Excerpt provided:
----------------
To estimate how likely subjects of the restraining orders would have been to use a gun on themselves, had they retained their firearms, Swanson and his team used national data on how likely male gun owners are to use a gun to attempt suicide. That comparison lead researchers to expect that, if the subjects of the restraining orders had remained armed, there would have been at least 71 additional suicides. That rough estimate equates to one averted suicide for every 10 to 11 guns seized in Connecticut.

The study also found that in in 44 percent of the cases, the request for a risk warrant led to the person receiving psychiatric treatment.

Why are red flag laws getting more attention after Parkland?

Red flag laws were already being considered in 18 states prior to the Parkland shooting, according to the nonprofit advocacy group Everytown for Gun Safety. Last May, Representative Salud Carbajal and Senator Dianne Feinstein introduced federal legislation that would have encouraged states to adopt those measures.

Trump may have inadvertently helped highlight the legislation when he posted a tweet on the morning after the Parkland shooting that appeared to cast blame on people surrounding Cruz for failing to report him to the authorities.
----------------
(Saved entries)
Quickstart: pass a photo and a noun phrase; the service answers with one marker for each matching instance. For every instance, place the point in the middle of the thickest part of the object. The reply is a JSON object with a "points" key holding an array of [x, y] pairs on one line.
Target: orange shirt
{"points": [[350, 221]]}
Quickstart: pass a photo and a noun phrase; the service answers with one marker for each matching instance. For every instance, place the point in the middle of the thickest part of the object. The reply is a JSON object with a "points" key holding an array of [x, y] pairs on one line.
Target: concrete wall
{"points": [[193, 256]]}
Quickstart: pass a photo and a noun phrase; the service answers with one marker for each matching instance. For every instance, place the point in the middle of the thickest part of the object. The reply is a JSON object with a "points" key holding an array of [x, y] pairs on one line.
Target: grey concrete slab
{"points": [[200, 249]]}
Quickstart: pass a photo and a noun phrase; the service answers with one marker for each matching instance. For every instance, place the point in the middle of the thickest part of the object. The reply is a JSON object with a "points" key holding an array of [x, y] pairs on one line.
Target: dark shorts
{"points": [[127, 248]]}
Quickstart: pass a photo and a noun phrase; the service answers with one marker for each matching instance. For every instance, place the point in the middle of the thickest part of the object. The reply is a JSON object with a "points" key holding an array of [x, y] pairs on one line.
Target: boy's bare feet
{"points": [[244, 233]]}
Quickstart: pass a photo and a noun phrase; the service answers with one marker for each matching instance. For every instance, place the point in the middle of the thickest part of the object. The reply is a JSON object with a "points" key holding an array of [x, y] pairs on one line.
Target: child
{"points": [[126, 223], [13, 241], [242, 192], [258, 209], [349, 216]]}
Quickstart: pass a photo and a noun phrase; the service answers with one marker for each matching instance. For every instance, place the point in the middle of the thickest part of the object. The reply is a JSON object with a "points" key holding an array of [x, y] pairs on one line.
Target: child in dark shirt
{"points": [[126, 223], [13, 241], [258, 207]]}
----------------
Task brief:
Rewrite the excerpt on red flag laws between "To estimate how" and "receiving psychiatric treatment.", inclusive, changing "restraining orders" to "protective orders". You won't need the saved entries for this.

Expected output:
To estimate how likely subjects of the protective orders would have been to use a gun on themselves, had they retained their firearms, Swanson and his team used national data on how likely male gun owners are to use a gun to attempt suicide. That comparison lead researchers to expect that, if the subjects of the protective orders had remained armed, there would have been at least 71 additional suicides. That rough estimate equates to one averted suicide for every 10 to 11 guns seized in Connecticut.

The study also found that in in 44 percent of the cases, the request for a risk warrant led to the person receiving psychiatric treatment.